Emit the line that holds "the bus destination" and all lines following it through the end of the data, verbatim, and nothing else.
*** Input rows
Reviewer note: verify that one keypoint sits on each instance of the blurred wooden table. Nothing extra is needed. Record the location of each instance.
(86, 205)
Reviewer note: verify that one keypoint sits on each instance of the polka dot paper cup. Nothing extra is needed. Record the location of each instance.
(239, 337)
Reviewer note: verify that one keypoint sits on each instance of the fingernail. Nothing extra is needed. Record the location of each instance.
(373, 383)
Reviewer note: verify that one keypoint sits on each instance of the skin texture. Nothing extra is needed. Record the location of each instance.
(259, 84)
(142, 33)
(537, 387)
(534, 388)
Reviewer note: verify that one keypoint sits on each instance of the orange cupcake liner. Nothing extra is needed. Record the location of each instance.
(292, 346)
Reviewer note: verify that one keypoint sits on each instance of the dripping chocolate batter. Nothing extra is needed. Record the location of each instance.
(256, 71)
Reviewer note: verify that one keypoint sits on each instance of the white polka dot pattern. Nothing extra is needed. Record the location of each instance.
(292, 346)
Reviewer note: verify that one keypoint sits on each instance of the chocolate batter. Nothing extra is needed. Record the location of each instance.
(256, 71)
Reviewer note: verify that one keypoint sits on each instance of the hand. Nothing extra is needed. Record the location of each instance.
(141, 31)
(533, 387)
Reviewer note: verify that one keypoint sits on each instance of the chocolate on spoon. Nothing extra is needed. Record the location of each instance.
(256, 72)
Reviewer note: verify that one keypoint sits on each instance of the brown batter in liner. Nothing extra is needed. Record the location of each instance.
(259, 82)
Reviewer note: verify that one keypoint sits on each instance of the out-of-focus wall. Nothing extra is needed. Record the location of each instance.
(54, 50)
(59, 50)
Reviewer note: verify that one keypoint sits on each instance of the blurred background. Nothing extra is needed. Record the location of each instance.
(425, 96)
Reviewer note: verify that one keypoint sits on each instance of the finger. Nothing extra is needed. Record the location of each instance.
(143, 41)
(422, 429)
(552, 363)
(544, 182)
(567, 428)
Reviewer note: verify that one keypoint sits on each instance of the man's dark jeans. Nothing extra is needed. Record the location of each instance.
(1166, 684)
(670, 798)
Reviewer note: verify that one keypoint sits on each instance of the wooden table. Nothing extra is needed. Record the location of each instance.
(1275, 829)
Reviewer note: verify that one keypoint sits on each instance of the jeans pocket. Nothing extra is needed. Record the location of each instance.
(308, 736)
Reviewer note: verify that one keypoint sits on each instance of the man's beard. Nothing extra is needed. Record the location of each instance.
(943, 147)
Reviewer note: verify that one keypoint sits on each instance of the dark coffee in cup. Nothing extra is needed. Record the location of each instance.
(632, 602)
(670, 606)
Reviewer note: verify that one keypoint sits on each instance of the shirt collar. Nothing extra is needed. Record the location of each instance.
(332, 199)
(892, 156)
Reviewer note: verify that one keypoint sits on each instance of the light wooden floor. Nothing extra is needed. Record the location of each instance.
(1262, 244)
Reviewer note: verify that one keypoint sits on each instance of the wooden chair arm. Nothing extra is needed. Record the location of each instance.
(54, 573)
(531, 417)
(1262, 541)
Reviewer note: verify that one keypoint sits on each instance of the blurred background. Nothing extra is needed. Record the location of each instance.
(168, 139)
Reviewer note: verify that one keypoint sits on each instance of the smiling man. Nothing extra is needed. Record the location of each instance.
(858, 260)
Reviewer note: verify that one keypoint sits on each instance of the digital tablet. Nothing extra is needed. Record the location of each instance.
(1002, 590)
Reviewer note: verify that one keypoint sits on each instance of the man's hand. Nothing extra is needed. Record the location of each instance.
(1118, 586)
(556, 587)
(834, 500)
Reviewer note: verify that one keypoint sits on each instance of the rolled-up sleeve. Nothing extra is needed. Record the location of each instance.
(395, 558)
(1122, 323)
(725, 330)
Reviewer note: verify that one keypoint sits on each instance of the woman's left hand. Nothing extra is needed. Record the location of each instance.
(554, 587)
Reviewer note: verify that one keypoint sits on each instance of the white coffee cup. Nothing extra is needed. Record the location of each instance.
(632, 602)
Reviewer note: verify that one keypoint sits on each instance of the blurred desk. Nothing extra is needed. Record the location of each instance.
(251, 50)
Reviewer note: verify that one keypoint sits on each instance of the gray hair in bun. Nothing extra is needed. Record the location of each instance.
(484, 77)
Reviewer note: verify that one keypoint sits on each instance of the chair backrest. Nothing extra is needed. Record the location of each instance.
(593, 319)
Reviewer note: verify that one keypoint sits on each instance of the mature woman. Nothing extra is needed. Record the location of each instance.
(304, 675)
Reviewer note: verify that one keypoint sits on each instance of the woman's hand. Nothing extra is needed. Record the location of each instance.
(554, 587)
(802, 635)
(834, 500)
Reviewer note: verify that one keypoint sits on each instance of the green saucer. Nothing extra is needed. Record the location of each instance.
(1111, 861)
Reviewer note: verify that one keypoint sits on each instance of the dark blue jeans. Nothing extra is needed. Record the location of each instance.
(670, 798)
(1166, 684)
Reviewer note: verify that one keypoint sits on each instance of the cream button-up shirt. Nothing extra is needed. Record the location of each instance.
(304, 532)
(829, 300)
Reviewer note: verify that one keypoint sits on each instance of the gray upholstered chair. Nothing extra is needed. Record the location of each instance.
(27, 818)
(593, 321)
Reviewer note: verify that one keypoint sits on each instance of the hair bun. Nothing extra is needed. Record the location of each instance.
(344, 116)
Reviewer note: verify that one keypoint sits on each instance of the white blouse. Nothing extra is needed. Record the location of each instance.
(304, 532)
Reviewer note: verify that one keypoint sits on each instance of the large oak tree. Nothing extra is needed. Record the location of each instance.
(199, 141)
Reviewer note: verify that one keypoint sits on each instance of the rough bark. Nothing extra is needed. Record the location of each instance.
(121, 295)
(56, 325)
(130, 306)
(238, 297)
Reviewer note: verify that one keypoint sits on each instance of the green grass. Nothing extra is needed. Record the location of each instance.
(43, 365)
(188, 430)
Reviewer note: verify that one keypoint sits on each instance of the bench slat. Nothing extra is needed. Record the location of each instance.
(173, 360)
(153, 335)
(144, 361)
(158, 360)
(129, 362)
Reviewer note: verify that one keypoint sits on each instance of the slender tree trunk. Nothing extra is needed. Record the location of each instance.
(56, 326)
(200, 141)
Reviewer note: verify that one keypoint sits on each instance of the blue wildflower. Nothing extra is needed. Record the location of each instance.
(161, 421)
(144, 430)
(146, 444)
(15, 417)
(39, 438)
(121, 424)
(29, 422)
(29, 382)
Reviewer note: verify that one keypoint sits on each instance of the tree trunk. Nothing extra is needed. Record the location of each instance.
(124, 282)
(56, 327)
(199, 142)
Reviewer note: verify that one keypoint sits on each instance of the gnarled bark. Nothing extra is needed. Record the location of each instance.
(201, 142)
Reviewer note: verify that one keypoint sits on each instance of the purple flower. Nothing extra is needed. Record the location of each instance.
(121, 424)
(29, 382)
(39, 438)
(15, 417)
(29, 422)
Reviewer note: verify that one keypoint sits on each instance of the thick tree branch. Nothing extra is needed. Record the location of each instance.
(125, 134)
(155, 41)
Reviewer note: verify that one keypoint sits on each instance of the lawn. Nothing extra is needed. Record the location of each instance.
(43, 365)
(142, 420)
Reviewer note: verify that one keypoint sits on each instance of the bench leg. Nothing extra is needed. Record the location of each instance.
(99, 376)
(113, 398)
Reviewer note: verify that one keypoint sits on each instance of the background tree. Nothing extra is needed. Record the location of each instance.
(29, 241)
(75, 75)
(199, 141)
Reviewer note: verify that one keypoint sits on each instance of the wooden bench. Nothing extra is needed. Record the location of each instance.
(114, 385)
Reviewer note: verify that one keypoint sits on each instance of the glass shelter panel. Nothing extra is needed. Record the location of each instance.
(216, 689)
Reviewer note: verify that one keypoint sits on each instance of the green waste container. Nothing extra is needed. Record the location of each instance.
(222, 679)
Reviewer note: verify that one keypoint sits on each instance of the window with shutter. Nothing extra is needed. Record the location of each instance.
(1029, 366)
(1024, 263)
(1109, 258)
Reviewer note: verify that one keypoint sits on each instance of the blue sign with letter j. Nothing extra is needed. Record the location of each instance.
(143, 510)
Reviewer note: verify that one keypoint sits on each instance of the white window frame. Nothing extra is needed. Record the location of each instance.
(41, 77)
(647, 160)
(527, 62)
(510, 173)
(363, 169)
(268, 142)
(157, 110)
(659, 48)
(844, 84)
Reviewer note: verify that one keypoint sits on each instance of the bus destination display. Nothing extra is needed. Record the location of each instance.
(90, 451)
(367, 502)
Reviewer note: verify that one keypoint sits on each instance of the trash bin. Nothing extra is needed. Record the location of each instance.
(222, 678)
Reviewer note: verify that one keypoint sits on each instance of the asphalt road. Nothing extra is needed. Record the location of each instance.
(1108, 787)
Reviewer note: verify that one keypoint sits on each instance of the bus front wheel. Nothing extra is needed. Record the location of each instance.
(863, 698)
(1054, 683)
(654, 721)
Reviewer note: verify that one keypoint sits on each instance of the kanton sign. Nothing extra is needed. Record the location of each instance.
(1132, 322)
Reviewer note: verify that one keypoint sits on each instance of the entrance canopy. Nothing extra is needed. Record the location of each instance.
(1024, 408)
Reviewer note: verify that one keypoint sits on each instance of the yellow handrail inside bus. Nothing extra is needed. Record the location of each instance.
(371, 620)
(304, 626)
******
# The solution
Reviewer note: verify that one keypoint sits on each instance of the bus destination display. Nothing extra is needed. Record the location of each instance.
(90, 451)
(367, 502)
Reviewer note: verify that one keypoint sits on each instance of the trash bin. Nothing extra is needed. Record the location of each instance.
(222, 678)
Reviewer note: verify that one keypoint sits on each instance of the asphalt road. Nothing extra is needed. Record the location of each instance.
(1108, 787)
Reviewer note: verify that one keypoint sits on each instance of the bus front wheel. Nothing extra is needed. Record the location of each instance.
(863, 698)
(1054, 683)
(654, 721)
Reviewer note: verify that one keypoint sits on each instance of the kanton sign. Nothing extra is needed. Record the location of each instance.
(1132, 322)
Reviewer note: verify that one keypoint sits on each instance of the entrance canopy. Nothing extra is needed. Record the location of each instance.
(1024, 408)
Reviewer note: verify that one keypoint sits on each instance of the yellow handrail inside bus. Nothing extra is needed. Record the location of each instance.
(371, 620)
(304, 626)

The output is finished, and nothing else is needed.